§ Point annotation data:
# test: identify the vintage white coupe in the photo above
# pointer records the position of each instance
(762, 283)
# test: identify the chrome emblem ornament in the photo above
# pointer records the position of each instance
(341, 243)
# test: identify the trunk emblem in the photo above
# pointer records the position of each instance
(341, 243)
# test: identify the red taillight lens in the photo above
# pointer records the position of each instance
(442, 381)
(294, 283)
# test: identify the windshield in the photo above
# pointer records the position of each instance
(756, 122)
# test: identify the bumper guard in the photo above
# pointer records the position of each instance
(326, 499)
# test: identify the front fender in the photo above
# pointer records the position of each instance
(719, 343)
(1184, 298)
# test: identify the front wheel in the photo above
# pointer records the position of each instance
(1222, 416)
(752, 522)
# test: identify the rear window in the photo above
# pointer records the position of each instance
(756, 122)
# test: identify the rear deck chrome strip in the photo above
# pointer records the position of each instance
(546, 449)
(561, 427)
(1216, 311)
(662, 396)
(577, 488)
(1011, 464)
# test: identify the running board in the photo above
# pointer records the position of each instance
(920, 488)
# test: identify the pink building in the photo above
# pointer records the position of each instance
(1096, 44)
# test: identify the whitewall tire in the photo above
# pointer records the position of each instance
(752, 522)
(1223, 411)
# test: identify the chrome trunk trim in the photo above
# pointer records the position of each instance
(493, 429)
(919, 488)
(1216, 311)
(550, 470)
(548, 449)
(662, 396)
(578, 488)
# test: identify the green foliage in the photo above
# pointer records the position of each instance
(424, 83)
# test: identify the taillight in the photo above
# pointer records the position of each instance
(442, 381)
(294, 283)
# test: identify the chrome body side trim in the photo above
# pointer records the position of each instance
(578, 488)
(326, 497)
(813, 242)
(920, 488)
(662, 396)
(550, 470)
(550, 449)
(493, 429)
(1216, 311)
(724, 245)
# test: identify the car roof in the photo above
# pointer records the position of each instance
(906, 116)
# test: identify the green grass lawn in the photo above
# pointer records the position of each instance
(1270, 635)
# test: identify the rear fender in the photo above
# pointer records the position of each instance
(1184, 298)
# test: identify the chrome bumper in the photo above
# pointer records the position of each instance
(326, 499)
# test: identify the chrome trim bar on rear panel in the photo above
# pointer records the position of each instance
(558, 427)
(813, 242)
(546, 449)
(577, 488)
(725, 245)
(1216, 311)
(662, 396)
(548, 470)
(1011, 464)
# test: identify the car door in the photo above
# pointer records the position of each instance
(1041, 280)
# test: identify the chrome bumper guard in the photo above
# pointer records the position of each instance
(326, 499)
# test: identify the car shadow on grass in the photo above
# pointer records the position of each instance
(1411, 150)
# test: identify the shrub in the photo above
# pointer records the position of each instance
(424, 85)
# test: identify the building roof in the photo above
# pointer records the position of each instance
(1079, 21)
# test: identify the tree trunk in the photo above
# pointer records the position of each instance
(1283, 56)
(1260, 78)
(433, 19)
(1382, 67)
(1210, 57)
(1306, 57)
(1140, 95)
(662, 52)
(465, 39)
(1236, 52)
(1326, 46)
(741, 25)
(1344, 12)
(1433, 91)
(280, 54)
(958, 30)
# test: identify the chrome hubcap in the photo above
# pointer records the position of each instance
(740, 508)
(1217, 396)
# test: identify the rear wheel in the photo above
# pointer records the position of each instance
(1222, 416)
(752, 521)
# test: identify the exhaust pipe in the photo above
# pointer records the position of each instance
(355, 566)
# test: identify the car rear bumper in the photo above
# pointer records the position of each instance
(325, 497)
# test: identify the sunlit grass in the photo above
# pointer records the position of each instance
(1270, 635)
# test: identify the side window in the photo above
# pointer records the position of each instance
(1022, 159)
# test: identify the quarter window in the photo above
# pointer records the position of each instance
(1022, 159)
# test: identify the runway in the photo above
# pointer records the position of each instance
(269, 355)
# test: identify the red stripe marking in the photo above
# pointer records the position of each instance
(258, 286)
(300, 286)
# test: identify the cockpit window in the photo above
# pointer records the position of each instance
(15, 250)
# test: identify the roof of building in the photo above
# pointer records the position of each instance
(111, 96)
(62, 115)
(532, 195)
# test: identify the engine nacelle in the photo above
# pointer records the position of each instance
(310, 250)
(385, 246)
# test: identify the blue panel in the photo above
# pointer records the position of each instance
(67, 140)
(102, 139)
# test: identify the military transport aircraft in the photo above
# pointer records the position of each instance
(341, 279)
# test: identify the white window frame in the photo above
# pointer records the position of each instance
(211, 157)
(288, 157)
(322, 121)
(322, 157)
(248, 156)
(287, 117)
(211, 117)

§ PROBLEM DESCRIPTION: Please return, unchanged, the rows from the line containing "# test: identify the chrome bumper guard" through the line containing "(1411, 150)", both included.

§ THE RESULT:
# test: identify the chrome bumper guard in the photo above
# pointer records the position of each instance
(326, 499)
# test: identify the car shadow on grass in the photo above
# pointer records the position of each instance
(1411, 150)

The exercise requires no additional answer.